*What this task involves*
Format every line of the entries below as a numbered list, skipping blank lines. Leave the pictures out of your answer.
─── Recorded information
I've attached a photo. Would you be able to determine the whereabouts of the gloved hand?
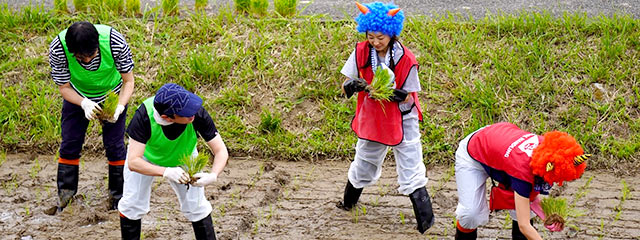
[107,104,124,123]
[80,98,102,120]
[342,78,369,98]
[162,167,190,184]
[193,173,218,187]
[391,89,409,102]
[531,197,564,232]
──────
*Response to this exercise*
1. I've attached a photo. Would you be able to determine the whereabouts of the gloved hand?
2. [107,104,124,123]
3. [80,98,102,120]
4. [342,78,369,98]
5. [162,167,190,184]
6. [193,173,218,187]
7. [391,89,409,102]
8. [531,197,564,232]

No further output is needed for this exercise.